**What you need to do:**
Track down each line below containing the string "tiled" and copy it.

***

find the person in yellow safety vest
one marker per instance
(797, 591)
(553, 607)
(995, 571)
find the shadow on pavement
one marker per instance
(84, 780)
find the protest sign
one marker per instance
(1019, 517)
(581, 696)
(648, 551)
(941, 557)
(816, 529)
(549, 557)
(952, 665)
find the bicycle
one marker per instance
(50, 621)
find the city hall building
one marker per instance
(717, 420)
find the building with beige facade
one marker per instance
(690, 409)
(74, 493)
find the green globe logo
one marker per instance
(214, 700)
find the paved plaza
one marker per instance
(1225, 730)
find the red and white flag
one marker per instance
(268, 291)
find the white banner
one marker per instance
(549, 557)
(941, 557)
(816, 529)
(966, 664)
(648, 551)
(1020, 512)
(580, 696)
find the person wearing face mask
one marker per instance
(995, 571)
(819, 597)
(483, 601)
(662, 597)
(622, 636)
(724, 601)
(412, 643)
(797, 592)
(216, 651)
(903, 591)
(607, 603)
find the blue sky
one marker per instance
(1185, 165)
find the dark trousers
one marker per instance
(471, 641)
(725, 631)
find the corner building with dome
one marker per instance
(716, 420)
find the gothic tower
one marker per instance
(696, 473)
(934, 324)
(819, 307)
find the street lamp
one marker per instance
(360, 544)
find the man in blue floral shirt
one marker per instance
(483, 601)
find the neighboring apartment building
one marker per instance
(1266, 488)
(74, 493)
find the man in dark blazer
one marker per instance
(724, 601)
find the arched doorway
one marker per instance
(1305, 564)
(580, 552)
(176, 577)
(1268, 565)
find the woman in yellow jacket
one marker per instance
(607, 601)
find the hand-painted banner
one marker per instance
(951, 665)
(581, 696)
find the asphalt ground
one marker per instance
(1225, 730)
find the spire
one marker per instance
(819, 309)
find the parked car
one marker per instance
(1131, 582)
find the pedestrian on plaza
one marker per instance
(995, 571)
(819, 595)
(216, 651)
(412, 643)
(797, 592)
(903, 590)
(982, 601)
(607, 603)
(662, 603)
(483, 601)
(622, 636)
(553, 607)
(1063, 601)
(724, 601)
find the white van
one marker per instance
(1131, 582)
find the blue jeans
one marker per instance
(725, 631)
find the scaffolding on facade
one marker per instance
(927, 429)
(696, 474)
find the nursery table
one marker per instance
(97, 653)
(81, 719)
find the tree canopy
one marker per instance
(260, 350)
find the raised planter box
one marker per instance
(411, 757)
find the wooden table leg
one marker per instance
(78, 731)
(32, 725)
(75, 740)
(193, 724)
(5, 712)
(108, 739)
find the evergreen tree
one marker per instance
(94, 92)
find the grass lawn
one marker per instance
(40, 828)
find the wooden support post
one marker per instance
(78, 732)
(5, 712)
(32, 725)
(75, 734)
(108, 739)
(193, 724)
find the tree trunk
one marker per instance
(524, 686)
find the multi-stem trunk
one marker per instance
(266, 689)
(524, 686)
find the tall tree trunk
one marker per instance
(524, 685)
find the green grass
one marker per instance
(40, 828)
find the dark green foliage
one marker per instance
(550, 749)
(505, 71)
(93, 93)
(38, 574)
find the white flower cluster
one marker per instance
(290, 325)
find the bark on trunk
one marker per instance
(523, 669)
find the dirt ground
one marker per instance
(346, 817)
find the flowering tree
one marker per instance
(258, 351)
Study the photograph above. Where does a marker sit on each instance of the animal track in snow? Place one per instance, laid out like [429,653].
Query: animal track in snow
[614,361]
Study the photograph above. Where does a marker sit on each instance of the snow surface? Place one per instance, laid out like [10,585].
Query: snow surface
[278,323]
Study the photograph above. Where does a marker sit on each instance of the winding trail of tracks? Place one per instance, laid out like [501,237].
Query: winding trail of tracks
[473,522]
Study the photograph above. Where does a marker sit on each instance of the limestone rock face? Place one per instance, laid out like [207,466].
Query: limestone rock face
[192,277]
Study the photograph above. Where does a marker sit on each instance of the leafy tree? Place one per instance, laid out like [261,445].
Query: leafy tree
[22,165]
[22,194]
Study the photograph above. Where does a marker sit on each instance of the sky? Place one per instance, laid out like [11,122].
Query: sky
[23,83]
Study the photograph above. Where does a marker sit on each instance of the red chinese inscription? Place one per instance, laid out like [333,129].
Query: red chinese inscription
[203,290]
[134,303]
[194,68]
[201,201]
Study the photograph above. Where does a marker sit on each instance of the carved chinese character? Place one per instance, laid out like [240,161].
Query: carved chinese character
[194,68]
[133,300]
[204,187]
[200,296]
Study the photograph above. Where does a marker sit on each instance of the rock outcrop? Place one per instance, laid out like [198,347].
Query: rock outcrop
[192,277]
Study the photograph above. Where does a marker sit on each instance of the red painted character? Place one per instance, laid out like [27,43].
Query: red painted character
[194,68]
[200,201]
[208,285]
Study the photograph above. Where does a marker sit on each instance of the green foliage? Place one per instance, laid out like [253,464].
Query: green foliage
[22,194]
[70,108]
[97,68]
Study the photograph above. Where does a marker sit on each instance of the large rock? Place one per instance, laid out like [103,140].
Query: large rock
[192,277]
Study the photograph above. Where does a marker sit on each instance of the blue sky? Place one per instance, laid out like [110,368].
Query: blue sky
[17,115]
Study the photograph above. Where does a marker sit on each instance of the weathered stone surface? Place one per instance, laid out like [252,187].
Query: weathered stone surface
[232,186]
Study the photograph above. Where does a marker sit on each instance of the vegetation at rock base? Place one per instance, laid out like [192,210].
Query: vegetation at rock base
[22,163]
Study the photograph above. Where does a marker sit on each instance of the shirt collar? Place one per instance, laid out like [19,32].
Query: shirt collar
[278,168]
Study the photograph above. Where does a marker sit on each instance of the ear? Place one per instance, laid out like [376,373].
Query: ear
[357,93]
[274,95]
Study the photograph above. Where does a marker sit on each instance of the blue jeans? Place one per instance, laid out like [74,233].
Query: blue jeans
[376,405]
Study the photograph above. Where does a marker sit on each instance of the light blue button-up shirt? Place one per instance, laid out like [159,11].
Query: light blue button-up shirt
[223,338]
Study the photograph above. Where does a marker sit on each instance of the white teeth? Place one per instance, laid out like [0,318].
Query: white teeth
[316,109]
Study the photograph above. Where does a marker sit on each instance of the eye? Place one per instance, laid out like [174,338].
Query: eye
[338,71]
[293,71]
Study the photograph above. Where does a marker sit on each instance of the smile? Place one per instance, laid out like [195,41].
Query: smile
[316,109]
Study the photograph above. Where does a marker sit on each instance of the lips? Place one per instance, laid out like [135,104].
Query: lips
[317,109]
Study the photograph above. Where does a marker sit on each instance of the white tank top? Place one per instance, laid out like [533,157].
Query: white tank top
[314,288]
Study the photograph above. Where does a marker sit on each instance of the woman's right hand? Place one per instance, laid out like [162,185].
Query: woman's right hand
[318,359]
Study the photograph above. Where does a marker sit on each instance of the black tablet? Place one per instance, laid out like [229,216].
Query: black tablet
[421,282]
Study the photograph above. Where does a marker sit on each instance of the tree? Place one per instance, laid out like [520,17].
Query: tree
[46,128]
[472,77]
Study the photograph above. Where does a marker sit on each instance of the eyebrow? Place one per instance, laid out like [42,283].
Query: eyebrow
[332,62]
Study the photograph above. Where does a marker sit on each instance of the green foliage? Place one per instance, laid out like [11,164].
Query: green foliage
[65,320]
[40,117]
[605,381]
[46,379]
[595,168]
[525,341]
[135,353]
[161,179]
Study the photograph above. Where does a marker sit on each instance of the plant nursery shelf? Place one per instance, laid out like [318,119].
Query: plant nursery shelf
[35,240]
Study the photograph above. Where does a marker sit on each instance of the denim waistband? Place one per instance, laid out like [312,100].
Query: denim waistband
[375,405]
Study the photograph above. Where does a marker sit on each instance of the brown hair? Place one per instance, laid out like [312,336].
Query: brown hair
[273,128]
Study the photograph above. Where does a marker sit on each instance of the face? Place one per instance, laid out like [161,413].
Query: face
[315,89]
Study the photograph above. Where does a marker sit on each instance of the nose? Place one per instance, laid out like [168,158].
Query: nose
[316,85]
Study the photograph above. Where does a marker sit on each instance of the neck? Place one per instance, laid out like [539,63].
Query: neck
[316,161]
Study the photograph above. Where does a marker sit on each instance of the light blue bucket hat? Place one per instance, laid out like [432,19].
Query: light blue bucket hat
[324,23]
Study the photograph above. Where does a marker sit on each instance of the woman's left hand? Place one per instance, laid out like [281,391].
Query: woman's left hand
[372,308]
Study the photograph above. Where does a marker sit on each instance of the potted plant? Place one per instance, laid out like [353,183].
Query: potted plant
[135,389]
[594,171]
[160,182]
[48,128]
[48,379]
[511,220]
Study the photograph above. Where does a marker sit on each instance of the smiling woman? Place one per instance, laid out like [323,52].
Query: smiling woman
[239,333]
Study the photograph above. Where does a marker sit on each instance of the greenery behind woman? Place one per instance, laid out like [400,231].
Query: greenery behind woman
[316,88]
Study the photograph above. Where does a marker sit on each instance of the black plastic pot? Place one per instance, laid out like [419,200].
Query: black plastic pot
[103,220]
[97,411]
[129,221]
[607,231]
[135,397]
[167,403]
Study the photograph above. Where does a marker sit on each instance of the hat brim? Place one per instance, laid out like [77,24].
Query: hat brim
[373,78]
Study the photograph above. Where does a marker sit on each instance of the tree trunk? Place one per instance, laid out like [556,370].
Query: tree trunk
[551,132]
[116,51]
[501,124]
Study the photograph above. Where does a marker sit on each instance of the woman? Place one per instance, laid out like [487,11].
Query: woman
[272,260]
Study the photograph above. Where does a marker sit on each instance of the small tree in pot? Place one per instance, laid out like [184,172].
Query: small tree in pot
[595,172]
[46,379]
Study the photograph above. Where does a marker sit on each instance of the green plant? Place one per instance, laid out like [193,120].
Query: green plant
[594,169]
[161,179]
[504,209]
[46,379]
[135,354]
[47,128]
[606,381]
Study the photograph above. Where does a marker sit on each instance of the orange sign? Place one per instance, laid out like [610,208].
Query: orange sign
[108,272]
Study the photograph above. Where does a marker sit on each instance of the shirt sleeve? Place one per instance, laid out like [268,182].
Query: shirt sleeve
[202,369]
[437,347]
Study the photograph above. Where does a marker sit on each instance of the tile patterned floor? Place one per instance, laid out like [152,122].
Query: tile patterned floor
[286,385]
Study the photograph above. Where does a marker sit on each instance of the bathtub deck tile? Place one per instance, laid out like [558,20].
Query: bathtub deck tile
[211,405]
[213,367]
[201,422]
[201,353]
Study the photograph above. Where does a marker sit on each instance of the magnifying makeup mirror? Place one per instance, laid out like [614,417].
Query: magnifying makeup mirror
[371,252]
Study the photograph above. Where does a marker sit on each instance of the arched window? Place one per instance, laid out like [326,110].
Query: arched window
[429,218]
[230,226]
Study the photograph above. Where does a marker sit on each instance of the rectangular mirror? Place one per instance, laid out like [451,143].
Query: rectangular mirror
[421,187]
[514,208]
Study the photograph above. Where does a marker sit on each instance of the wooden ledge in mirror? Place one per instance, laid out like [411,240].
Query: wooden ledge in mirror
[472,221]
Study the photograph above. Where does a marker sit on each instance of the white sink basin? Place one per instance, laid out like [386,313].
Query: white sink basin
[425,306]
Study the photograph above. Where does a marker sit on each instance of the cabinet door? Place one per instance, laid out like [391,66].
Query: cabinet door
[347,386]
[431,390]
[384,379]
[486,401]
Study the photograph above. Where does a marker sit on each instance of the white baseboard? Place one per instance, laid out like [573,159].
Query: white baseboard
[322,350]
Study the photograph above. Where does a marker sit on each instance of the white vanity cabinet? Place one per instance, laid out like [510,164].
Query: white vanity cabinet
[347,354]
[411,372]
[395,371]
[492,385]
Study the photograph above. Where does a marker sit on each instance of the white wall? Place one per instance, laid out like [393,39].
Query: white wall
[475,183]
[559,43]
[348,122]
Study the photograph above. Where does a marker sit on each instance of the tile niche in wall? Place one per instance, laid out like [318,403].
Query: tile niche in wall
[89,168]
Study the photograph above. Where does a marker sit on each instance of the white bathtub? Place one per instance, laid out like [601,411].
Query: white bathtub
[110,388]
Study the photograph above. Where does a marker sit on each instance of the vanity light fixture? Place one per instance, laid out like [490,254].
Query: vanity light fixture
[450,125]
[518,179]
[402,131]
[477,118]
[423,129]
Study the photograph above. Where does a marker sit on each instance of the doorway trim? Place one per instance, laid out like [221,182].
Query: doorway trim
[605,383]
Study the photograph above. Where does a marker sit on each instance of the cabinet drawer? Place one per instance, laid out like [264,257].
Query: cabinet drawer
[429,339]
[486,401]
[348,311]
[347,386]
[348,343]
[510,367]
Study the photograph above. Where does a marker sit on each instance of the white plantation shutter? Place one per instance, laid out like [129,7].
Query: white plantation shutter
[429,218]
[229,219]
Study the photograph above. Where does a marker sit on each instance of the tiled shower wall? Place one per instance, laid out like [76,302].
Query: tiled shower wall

***

**Reply to the task:**
Study the photograph above. Where does a marker sit on each instance of the tiled shower wall? Place one per instance, laid out like [76,302].
Query: tiled shower wall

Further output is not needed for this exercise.